▶ [MATERIAL FOR THIS EXERCISE]:
•••
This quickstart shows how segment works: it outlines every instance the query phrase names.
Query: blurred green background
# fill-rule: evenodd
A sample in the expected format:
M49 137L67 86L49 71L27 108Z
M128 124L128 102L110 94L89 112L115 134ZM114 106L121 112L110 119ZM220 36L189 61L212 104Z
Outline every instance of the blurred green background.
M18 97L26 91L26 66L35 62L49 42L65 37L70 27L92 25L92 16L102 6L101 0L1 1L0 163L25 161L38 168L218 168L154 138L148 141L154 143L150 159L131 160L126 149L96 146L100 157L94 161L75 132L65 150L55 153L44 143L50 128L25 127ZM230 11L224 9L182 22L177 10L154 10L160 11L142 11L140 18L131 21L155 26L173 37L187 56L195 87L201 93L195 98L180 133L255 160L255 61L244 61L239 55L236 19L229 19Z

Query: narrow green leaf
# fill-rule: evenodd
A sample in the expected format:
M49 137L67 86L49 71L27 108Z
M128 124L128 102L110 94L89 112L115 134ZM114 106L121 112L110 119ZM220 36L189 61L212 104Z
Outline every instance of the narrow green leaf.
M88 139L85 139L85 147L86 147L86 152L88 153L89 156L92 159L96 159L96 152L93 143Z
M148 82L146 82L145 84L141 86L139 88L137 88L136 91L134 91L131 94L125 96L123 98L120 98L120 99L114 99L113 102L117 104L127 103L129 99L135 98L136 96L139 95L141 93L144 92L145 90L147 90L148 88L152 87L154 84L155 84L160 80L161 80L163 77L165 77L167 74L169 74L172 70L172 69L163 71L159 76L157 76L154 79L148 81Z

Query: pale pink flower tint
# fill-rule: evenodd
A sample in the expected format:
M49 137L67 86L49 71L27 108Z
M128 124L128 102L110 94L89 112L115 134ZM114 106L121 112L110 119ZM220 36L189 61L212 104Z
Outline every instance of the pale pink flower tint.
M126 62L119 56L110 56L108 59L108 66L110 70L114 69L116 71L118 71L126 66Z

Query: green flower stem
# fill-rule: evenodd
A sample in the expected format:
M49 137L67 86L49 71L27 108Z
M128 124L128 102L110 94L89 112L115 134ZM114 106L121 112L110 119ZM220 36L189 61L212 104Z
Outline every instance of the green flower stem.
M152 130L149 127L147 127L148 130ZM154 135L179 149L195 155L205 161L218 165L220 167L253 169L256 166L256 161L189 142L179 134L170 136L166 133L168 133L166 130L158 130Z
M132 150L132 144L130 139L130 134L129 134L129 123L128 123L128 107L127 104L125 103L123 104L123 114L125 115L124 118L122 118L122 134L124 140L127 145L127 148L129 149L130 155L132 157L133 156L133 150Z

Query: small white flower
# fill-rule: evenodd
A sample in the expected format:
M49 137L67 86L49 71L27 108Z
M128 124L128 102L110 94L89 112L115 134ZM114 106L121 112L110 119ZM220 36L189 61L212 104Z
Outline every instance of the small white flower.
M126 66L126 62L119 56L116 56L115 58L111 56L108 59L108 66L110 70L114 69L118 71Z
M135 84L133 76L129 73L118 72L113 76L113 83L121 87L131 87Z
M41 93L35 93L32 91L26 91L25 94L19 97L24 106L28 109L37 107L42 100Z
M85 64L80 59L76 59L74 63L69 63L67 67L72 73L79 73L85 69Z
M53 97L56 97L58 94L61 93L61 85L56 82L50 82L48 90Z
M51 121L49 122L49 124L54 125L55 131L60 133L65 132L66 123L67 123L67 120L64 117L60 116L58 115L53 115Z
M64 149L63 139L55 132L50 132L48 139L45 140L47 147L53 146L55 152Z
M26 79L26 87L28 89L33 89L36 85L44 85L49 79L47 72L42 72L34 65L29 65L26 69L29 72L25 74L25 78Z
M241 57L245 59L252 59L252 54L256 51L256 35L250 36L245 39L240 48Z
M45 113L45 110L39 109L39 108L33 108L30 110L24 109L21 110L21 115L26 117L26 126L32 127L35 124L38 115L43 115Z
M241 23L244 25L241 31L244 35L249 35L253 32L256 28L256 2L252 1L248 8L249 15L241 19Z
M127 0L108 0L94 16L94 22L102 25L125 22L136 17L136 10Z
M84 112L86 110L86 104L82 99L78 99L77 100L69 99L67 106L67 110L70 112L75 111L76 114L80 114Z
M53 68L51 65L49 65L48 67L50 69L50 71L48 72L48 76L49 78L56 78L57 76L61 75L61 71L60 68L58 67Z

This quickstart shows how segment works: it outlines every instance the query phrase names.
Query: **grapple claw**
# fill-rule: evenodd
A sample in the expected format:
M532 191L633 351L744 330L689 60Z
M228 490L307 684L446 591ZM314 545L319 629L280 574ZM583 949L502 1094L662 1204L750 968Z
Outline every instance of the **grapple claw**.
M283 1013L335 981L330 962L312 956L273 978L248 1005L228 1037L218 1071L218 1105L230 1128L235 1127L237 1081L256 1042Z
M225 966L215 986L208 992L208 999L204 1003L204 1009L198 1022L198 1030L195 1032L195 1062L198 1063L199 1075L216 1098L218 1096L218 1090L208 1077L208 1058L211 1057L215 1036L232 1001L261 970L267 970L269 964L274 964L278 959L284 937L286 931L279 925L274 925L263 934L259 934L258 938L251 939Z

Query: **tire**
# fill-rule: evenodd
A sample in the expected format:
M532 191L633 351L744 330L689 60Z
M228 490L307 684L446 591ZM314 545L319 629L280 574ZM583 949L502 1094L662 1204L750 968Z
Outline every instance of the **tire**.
•••
▶ [GIVEN EXERCISE]:
Lay out all the items above as a numbered list, dropping every blank line.

▶ [OUTPUT OF THE TASK]:
1. This quickstart shows how segment works: it outlines every instance the query phrase names.
2. Query: blurred green background
3. # fill-rule: evenodd
4. A sample in the expected format:
5. M49 137L67 86L49 71L27 108Z
6. M128 124L128 102L110 94L89 112L115 134ZM114 106L121 112L110 119ZM220 36L189 61L212 104Z
7. Outline every instance of the blurred green background.
8. M18 97L26 91L26 66L35 62L49 42L65 37L70 27L92 25L92 16L102 6L101 0L1 1L0 163L25 161L38 168L218 168L154 138L148 141L154 143L150 159L131 160L126 149L96 146L100 157L94 161L75 132L65 150L55 153L44 143L50 128L25 127ZM230 11L224 9L182 22L177 10L154 10L160 11L142 11L140 18L131 21L155 26L173 37L187 56L195 87L201 93L195 98L180 133L255 160L255 61L244 61L239 55L236 19L229 19Z
9. Query: narrow green leaf
10. # fill-rule: evenodd
11. A sample in the expected format:
12. M49 137L67 86L49 71L27 108Z
13. M128 124L128 102L110 94L89 112L115 134ZM114 106L121 112L110 119ZM220 36L189 61L212 104Z
14. Outline every instance of the narrow green leaf.
15. M88 139L85 139L85 147L86 147L86 152L88 153L89 156L92 159L96 159L96 152L93 143Z
16. M148 82L146 82L145 84L141 86L139 88L137 88L136 91L134 91L131 94L125 96L123 98L120 98L120 99L114 99L113 102L117 104L127 103L129 99L135 98L136 96L139 95L141 93L144 92L145 90L147 90L148 88L152 87L154 84L155 84L160 80L161 80L163 77L165 77L167 74L169 74L172 70L172 69L163 71L159 76L157 76L154 79L148 81Z
17. Query: pale pink flower tint
18. # fill-rule: evenodd
19. A sample in the expected format:
20. M49 137L67 86L49 71L27 108Z
21. M128 124L128 102L110 94L89 112L115 134ZM114 106L121 112L110 119ZM220 36L189 61L212 104Z
22. Outline every instance of the pale pink flower tint.
23. M126 62L119 56L110 56L108 59L108 66L110 70L114 69L116 71L118 71L126 66Z
24. Query: green flower stem
25. # fill-rule: evenodd
26. A sample in the expected format:
27. M49 137L67 86L49 71L27 108Z
28. M128 124L128 102L110 94L89 112L115 134ZM114 106L121 112L110 119ZM220 36L189 61L212 104Z
29. Outline every instance of the green flower stem.
30. M152 130L149 127L147 127L148 130ZM154 135L179 149L195 155L205 161L218 165L220 167L253 169L256 166L256 161L189 142L179 134L170 136L166 133L168 133L166 130L158 130Z
31. M132 150L132 144L130 139L130 134L129 134L129 123L128 123L128 107L127 104L125 103L123 104L123 114L125 115L124 118L122 118L122 134L124 140L127 145L127 148L129 149L130 155L132 157L133 156L133 150Z
32. Query: small white flower
33. # fill-rule: evenodd
34. A sample in the expected format:
35. M49 137L67 86L49 71L27 108Z
36. M128 124L128 102L110 94L89 112L115 134ZM114 106L121 112L110 119ZM220 36L189 61L212 104Z
37. Outline every instance of the small white flower.
38. M126 66L126 62L119 56L116 56L115 58L111 56L108 59L108 66L110 70L114 69L118 71Z
39. M135 84L133 76L129 73L118 72L113 76L113 83L121 87L131 87Z
40. M41 93L35 93L32 91L26 91L25 94L19 97L24 106L28 109L37 107L42 100Z
41. M85 64L80 59L76 59L74 63L69 63L67 67L72 73L79 73L85 69Z
42. M53 97L56 97L58 94L61 93L61 85L56 82L50 82L48 90Z
43. M51 121L49 122L49 124L54 125L55 131L60 133L65 132L66 123L67 123L67 120L64 117L60 116L58 115L53 115Z
44. M64 149L63 139L55 132L50 132L48 139L45 140L47 147L53 146L55 152Z
45. M26 79L26 87L28 89L33 89L36 85L44 85L49 79L47 72L42 72L34 65L29 65L26 69L29 72L25 74L25 78Z
46. M241 57L245 59L252 59L252 54L256 51L256 35L250 36L245 39L240 48Z
47. M45 113L45 110L39 109L39 108L33 108L30 110L24 109L21 110L21 115L26 117L26 126L32 127L35 124L38 115L43 115Z
48. M241 23L244 25L241 31L244 35L249 35L253 32L256 28L256 2L252 1L248 8L249 15L241 19Z
49. M127 0L108 0L94 16L94 22L102 25L125 22L136 17L136 10Z
50. M84 112L86 110L86 104L82 99L78 99L77 100L69 99L67 106L67 110L70 112L75 111L76 114L80 114Z
51. M53 68L51 65L49 65L48 67L50 69L50 71L48 72L48 76L49 78L56 78L57 76L61 75L61 71L60 68L58 67Z
52. This quickstart shows how segment works: it outlines every instance the query phrase names.
53. Query: **grapple claw**
54. # fill-rule: evenodd
55. A sample in the expected format:
56. M532 191L633 351L744 330L689 60Z
57. M228 490L307 684L446 591ZM314 545L319 629L280 574ZM583 949L502 1094L662 1204L750 968Z
58. Outline every instance of the **grapple claw**.
59. M283 1013L335 981L330 962L312 956L273 978L248 1005L228 1037L218 1071L218 1105L230 1128L235 1127L237 1081L256 1042Z
60. M225 966L215 986L208 992L208 999L204 1003L204 1009L198 1022L198 1030L195 1032L195 1062L198 1063L199 1075L216 1098L218 1096L218 1090L208 1077L208 1058L211 1057L215 1036L232 1001L261 970L267 970L269 964L274 964L278 959L284 937L286 931L279 925L274 925L263 934L259 934L258 938L251 939Z
61. Query: **tire**
62. # fill-rule: evenodd
63. A sample in the expected format:
64. M532 191L633 351L744 330L689 60Z
65. M228 490L307 684L446 591ZM314 545L319 629L280 574ZM583 949L502 1094L662 1204L750 968Z
66. Outline every instance of the **tire**.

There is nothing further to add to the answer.